═══ ARTICLE ═══

Laser Safety

IPG Photonics supplies our unique line of fiber lasers and amplifiers to systems integrators as well as directly to end-users.  Because IPG provides products to a variety of end users, it is our desire to provide basic information on the topic of laser safety. 

This information is being provided as a service to both our existing customers and perspective customers.  Please see the links at the end of this section for additional sources of information concerning laser safety.

General

Lasers/amplified light sources produce light that does not exist in nature.  A stimulus such as high intensity light is input into a laser cavity and the result is laser emission or light output.  Although the output is light, the laser/ amplified light is much different that sunlight or a light bulb.  Therefore because laser/amplified light has special properties there are often hazards associated during operation and potentially during service. Lasers/amplified light sources produce highly intense monochromatic light which can be visible or invisible to the human eye.  Laser/amplified light is also coherent which means that all of the waves are in phase with each other.  Coherence makes this light much more dangerous than non-coherent light of the same wavelength and intensity.  Collimated beams or beams that do not diverge rapidly as they exit the device aperture have risks that are present even at long distances from the aperture.

═══ DATA SECTION ═══

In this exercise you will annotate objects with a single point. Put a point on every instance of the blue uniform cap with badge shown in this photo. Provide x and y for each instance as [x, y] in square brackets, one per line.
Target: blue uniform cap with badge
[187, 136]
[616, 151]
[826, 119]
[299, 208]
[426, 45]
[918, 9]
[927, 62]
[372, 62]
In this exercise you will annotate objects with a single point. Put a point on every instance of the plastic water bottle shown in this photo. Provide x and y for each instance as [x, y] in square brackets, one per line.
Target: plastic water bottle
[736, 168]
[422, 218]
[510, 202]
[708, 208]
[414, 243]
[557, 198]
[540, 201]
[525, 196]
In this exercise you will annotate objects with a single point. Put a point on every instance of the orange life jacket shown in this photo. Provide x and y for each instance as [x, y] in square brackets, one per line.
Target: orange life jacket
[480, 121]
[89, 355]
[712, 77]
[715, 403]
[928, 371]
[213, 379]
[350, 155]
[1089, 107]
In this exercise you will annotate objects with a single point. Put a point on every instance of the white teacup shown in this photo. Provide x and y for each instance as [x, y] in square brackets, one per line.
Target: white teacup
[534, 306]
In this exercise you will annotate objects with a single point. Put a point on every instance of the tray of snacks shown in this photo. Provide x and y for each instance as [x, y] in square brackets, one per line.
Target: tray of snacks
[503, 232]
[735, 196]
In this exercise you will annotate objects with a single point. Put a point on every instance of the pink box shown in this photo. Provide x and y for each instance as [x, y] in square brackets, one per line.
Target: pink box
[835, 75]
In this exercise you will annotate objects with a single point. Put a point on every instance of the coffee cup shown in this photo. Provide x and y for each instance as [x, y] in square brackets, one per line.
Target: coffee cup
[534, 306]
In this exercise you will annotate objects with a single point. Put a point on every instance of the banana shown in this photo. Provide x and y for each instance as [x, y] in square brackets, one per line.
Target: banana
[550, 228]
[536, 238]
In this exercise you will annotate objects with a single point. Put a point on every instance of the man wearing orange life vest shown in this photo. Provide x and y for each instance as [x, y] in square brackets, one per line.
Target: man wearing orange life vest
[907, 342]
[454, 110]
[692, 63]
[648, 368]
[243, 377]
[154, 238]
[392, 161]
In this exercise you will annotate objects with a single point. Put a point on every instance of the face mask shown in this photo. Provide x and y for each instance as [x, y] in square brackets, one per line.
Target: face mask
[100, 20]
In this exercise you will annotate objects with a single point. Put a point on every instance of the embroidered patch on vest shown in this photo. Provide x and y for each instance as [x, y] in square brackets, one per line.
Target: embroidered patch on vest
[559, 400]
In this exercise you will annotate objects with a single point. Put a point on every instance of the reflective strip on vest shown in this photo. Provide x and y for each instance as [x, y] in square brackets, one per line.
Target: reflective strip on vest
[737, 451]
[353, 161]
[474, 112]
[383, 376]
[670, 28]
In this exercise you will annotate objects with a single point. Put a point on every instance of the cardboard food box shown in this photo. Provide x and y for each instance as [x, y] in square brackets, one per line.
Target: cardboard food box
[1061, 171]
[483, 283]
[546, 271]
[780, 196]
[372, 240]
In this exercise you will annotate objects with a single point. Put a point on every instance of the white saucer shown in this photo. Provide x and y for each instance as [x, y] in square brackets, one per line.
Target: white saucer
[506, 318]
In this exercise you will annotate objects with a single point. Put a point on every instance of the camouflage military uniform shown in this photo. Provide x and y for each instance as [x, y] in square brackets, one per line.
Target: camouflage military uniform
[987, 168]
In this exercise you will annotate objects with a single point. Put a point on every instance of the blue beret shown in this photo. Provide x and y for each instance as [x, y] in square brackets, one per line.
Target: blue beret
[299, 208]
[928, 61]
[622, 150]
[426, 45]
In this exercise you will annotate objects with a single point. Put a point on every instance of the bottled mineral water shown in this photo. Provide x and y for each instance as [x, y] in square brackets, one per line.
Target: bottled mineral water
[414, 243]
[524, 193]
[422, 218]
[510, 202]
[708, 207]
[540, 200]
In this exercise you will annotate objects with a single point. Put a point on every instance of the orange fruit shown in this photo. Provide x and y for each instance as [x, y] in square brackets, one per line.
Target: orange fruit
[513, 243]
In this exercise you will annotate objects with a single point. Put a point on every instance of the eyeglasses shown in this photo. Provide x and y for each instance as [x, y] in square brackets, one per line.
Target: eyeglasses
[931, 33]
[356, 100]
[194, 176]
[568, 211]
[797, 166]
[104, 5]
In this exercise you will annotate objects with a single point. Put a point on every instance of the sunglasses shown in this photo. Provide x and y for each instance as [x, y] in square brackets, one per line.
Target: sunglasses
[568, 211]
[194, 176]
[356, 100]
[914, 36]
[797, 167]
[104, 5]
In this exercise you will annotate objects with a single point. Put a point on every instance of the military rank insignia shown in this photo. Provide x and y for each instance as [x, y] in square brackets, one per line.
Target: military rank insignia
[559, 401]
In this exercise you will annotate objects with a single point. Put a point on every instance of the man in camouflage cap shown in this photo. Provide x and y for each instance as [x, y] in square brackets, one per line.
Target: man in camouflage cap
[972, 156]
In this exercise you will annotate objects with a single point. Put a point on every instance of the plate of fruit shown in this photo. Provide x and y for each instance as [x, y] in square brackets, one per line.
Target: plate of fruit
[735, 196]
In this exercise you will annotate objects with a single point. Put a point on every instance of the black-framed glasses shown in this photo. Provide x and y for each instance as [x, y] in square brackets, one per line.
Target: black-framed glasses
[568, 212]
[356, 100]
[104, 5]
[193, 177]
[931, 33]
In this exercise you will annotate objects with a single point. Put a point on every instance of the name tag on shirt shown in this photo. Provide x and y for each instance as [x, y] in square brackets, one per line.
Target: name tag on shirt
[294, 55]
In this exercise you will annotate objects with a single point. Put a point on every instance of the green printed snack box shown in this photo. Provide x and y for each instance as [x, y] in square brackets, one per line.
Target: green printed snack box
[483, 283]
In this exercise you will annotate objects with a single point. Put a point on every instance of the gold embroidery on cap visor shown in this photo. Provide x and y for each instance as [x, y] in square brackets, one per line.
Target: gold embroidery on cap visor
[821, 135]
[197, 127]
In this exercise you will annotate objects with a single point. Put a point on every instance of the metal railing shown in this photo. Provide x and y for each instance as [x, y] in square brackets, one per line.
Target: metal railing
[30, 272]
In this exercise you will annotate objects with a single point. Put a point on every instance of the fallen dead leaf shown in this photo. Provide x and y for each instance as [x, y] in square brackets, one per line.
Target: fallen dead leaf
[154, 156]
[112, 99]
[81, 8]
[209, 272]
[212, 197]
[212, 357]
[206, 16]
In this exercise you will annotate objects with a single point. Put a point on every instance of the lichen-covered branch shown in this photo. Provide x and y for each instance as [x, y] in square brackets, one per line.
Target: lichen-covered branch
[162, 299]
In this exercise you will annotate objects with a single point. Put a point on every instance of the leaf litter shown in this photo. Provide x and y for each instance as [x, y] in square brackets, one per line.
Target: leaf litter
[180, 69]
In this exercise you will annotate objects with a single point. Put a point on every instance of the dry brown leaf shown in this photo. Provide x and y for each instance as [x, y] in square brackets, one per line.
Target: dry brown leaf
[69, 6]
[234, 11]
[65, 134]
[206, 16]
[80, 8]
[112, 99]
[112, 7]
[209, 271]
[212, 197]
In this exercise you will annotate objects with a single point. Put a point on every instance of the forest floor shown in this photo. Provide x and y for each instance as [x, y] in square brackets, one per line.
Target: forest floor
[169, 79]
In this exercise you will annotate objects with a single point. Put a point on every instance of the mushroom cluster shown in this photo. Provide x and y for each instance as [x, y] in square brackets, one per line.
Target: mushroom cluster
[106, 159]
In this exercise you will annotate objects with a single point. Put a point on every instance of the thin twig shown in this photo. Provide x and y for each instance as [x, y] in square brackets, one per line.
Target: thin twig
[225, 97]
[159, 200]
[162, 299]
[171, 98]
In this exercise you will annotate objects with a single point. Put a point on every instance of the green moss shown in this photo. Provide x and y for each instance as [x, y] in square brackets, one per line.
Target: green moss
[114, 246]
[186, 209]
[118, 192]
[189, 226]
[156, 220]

═══

• DIRECTION A: In the laser safety text, what does it mean for laser light to be coherent?
• DIRECTION B: Continue the laser safety text from the point where it stops.
The rows come from a source separate from the laser safety text.

• RIGHT ANSWER A: All of the waves are in phase with each other.

• RIGHT ANSWER B:
Hazards

When considering laser hazards, the most common area of concern is usually the eye.  The information below will not only speak to hazards associated with the eye, but will also touch on other hazards that may be present with the use of a laser product. 

IPG’s diode lasers operate in the 980 nm range, Ytterbium lasers and amplifiers operate at around 1060 nm, Raman lasers and amplifiers operate at around 1400nm, Erbium lasers and amplifiers at around 1550 nm and Thulium lasers and amplifiers operate at around 2000nm.  IPG also provides laser sources below 980nm.

Eye Hazards

Ocular damage can occur from laser exposure. Lasers can damage the eye in different ways depending on the wavelength and output power that the user may become exposed to:

  • Visible (400 to 700nm) and Near-infrared (IR-A, 700 to 1400nm) beams can penetrate the eye and thus cause irreversible damage to the retina, optic nerve and central portions of the eye.  Typically the human eye can resolve light within the wavelength range of 400 to 700nm (violet to red). Unfortunately the eye will also allow wavelengths upwards of 1400nm to penetrate and still pose a significant threat for retinal and optic nerve damage.
  • Invisible beams of wavelengths other than Near-infrared can cause damage to the outer sections of the eye. UV radiation (180 to 400nm) can cause corneal damage as well as damage to the lens. Middle-infrared radiation (IR-B, 1400 to 3000nm) has the potential to penetrate the surface and cause cataracts.  Far-infrared (IR-C, 3000nm to 1mm) can damage the outer surface or cornea.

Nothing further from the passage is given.